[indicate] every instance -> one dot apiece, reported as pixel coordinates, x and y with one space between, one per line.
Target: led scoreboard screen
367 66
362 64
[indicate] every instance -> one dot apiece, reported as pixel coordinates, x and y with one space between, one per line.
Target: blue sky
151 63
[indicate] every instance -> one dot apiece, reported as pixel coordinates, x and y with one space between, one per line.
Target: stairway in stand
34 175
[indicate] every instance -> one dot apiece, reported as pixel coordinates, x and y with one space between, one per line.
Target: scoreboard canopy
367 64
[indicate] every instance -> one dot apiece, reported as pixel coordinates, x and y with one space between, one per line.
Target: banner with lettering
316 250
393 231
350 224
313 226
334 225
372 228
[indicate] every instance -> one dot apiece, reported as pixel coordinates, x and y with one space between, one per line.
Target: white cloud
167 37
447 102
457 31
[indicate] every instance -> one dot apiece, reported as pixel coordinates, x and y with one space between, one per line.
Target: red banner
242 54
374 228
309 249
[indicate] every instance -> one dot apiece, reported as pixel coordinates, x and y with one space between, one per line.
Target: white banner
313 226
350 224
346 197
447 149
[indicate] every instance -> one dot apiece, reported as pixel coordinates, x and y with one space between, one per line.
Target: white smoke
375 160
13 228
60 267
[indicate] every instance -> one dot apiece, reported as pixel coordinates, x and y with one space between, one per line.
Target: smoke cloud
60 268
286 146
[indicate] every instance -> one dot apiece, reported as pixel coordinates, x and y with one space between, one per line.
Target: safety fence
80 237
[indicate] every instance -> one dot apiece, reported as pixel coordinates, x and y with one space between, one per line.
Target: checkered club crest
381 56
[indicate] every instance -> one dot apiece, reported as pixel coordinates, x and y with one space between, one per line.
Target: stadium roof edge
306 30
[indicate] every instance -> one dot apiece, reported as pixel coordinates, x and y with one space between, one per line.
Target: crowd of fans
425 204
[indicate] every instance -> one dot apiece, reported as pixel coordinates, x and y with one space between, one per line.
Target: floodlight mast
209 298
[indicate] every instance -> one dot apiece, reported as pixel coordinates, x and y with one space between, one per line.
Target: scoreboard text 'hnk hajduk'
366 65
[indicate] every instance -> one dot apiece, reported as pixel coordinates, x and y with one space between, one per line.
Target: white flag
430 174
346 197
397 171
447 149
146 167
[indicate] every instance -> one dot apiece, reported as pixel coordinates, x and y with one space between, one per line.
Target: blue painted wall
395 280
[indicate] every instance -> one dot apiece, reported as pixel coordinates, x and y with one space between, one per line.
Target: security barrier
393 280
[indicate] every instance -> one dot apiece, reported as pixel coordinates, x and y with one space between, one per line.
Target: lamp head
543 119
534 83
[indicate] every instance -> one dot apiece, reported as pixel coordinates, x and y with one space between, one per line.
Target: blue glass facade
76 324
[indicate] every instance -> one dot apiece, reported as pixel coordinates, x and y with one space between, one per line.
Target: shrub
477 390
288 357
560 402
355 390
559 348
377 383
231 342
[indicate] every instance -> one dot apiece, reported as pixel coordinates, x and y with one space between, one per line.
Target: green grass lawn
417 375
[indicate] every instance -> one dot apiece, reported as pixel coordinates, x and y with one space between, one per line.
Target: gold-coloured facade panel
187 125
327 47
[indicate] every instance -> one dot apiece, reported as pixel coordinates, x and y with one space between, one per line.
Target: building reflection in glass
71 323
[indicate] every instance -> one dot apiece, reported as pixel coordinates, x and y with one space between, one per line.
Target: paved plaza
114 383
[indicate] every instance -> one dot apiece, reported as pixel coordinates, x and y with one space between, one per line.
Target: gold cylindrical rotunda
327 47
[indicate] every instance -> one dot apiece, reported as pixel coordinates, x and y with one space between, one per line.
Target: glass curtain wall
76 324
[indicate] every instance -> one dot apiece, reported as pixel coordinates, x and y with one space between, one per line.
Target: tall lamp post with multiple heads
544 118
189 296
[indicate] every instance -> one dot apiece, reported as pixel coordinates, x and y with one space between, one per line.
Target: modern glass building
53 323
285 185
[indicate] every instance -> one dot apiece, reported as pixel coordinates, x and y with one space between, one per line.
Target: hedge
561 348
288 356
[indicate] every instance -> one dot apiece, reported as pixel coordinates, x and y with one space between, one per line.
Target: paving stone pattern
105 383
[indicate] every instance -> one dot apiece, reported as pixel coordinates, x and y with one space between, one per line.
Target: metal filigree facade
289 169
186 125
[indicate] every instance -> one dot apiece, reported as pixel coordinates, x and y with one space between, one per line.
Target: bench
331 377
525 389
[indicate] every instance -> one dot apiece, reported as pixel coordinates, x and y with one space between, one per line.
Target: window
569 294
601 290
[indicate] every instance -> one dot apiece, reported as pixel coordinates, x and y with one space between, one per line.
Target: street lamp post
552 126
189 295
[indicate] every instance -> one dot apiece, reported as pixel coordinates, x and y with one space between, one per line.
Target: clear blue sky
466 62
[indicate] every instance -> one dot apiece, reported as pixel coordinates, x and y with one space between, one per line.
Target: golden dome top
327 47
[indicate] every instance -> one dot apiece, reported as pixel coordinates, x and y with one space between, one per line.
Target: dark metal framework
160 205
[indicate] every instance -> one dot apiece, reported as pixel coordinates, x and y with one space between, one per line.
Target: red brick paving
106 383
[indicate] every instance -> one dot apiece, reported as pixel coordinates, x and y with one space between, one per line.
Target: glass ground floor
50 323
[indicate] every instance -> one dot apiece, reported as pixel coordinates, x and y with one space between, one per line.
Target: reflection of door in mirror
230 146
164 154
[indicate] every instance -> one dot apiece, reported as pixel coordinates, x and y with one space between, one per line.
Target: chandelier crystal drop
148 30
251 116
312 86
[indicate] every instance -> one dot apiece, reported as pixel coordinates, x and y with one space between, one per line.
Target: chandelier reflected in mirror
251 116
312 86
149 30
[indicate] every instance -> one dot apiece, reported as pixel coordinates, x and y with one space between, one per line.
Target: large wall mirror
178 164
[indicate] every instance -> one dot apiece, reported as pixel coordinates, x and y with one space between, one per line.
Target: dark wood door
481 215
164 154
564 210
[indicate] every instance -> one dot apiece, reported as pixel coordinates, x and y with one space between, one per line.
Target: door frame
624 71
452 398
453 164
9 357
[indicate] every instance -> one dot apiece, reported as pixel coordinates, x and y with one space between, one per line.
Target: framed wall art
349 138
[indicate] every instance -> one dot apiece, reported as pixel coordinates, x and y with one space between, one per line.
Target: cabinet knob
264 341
******************************
◆ Objective: Give the data again, exactly as it stands.

◆ Solution:
[indicate] every instance -> one dot apiece, reported as pixel coordinates, x and y with one space between, one per line.
Target: led scoreboard screen
367 66
362 64
[indicate] every instance -> one dot apiece, reported as pixel coordinates, x and y with one space between, one per line.
Target: blue sky
151 63
[indicate] every instance -> one dot apiece, reported as pixel coordinates, x and y with one space between, one per line.
Target: stairway in stand
34 175
[indicate] every instance -> one dot apiece, reported as pixel coordinates, x and y with one space between, one per line.
Target: scoreboard canopy
367 64
[indicate] every instance -> one dot apiece, reported as pixel coordinates, x and y with one space between, one per line.
Target: banner with lettering
316 250
393 231
350 224
313 226
334 225
372 228
[indicate] every instance -> one dot apiece, reported as pixel coordinates, x and y with one space between, one per line.
Target: white cloud
167 37
447 102
457 31
[indicate] every instance -> one dot apiece, reported as pixel coordinates, x and y with one space between, one per line.
Target: red banner
242 54
374 228
309 249
[indicate] every instance -> one dot apiece, reported as pixel coordinates, x and y with one space between, one per line.
Target: white banner
313 226
350 224
346 197
447 149
[indicate] every instance -> one dot apiece, reported as pixel coordinates, x and y with one space between, one per line.
Target: white smoke
375 160
13 228
60 267
[indicate] every instance -> one dot apiece, reported as pixel coordinates, x and y with one space between, one per line.
Target: smoke cloud
60 268
286 146
[indicate] every instance -> one dot apiece, reported as pixel coordinates, x and y with one space between, one per line.
Target: safety fence
80 237
[indicate] every instance -> one dot apiece, reported as pixel coordinates, x and y with one space between, one per line.
Target: checkered club crest
381 56
[indicate] every instance -> one dot apiece, reported as pixel coordinates, x and y with one space between, one per line.
Target: stadium roof edge
306 30
[indicate] every instance -> one dot apiece, reported as pixel coordinates, x and y with one space between, one per line.
Target: crowd of fans
425 204
[indicate] every instance -> one dot apiece, reported as pixel coordinates, x and y with one space between, one per line.
Target: floodlight mast
209 298
[indicate] every instance -> one dot apiece, reported as pixel coordinates, x and y with one space between, one per line.
Target: scoreboard text 'hnk hajduk'
366 65
[indicate] every instance -> one dot apiece, reported as pixel coordinates, x and y with one space between, one per line.
Target: white flag
430 174
346 197
397 171
447 149
146 167
[indicate] every instance -> one dot apiece, reported as pixel coordinates, x and y with one space between, one per line.
Target: blue painted wall
395 280
[indicate] every instance -> one dot apiece, reported as pixel coordinates, x and y with one space between, one per line.
Target: security barrier
393 280
[indicate] every instance -> one dot apiece, reported as pixel coordinates, x and y with one space between, one per line.
Target: lamp head
543 119
534 83
[indicate] every instance -> one dot apiece, reported as pixel coordinates, x and y with one space between, one per line.
Target: blue glass facade
76 324
[indicate] every instance -> one dot apiece, reported as pixel coordinates, x and y with one space between, one per line.
Target: shrub
477 390
288 357
560 402
355 390
559 348
377 383
231 342
[indicate] every instance -> one dot apiece, reported as pixel coordinates, x and y with one space between, one per line.
Target: green grass lawn
417 375
[indicate] every instance -> one dot apiece, reported as pixel coordinates, x and y with one space between, one per line.
Target: gold-coloured facade panel
187 125
327 47
[indicate] every instance -> one dot apiece, reported as pixel coordinates, x and y with one space between, one per line.
Target: building reflection in glass
71 323
[indicate] every instance -> one dot apiece, reported as pixel coordinates, x and y with one space between, one per line.
Target: paved plaza
114 383
[indicate] every instance -> one dot apiece, reported as pixel coordinates, x and y with one space between, one per line.
Target: gold cylindrical rotunda
327 47
[indicate] every instance -> one dot apiece, reported as pixel coordinates, x and y with one space between, one per line.
Target: glass curtain wall
76 324
[indicate] every instance -> one dot apiece, reported as pixel coordinates, x and y with one space between, one per line.
Target: tall lamp post with multiple heads
544 118
189 296
[indicate] every instance -> one dot apiece, reported as pixel coordinates, x and y with one space between, one per line.
Target: modern glass building
53 323
285 185
[indicate] every instance -> one dot apiece, reported as pixel coordinates, x and y with one space between, one per line.
Target: hedge
561 348
288 356
[indicate] every instance -> one dot apiece, reported as pixel coordinates, x and y with one space between, one per line.
Target: paving stone pattern
105 383
[indicate] every instance -> one dot apiece, reported as pixel coordinates, x and y with one space between, one per line.
Target: metal filigree facade
289 169
186 125
[indicate] every instance -> one dot apiece, reported as pixel coordinates, x and y with one space between, one per line.
Target: bench
331 377
525 389
[indicate] every instance -> one dot apiece, reported as pixel coordinates, x and y with one space between, one per line.
Target: window
569 294
601 290
[indicate] every instance -> one dot apiece, reported as pixel coordinates, x and y with one space between, one per line.
Target: street lamp post
552 126
189 295
[indicate] every instance -> one dot apiece, reported as pixel coordinates, x and y with one space between, one per line.
Target: clear blue sky
466 62
[indicate] every instance -> one dot apiece, reported as pixel coordinates, x and y with one space between, one per line.
Target: golden dome top
327 47
[indicate] every instance -> one dot apiece, reported as pixel coordinates, x and y with one space between, one per line.
Target: dark metal framework
160 205
[indicate] every instance -> one dot apiece, reported as pixel coordinates, x and y with one space between, one per line.
Target: red brick paving
106 383
[indicate] every instance -> one dot apiece, reported as pixel coordinates, x and y with one space between, one per line.
Target: glass ground floor
50 323
[indicate] every instance -> one dot apiece, reported as pixel coordinates, x and y with one space between, one per line.
Target: reflection of door in mirror
230 146
164 154
[indicate] every instance -> one dot apiece, reported as pixel coordinates, x and y with one space between, one per line.
Target: chandelier crystal drop
148 30
251 116
312 86
[indicate] every instance -> one dot apiece, reported as pixel coordinates, x and y with one space between, one per line.
Target: chandelier reflected in mirror
251 116
312 86
149 30
[indicate] every instance -> one dot apiece, reported as pixel coordinates, x and y with one space between, one per line.
Target: large wall mirror
178 164
[indicate] every instance -> one dot apiece, reported as pixel coordinates, x and y with one space between, one per line.
Target: dark wood door
481 215
164 154
564 210
[indicate] every instance -> one dot apiece, reported as pixel coordinates, x and y with one space between, one per line.
Target: door frame
624 71
452 398
453 164
9 357
[indicate] every instance -> one dot apiece, reported as pixel coordinates, x and y with one space between, one per line.
Target: framed wall art
349 138
[indicate] every instance -> one dot apiece, reported as pixel coordinates, x and y with one space between, one per line.
Target: cabinet knob
264 341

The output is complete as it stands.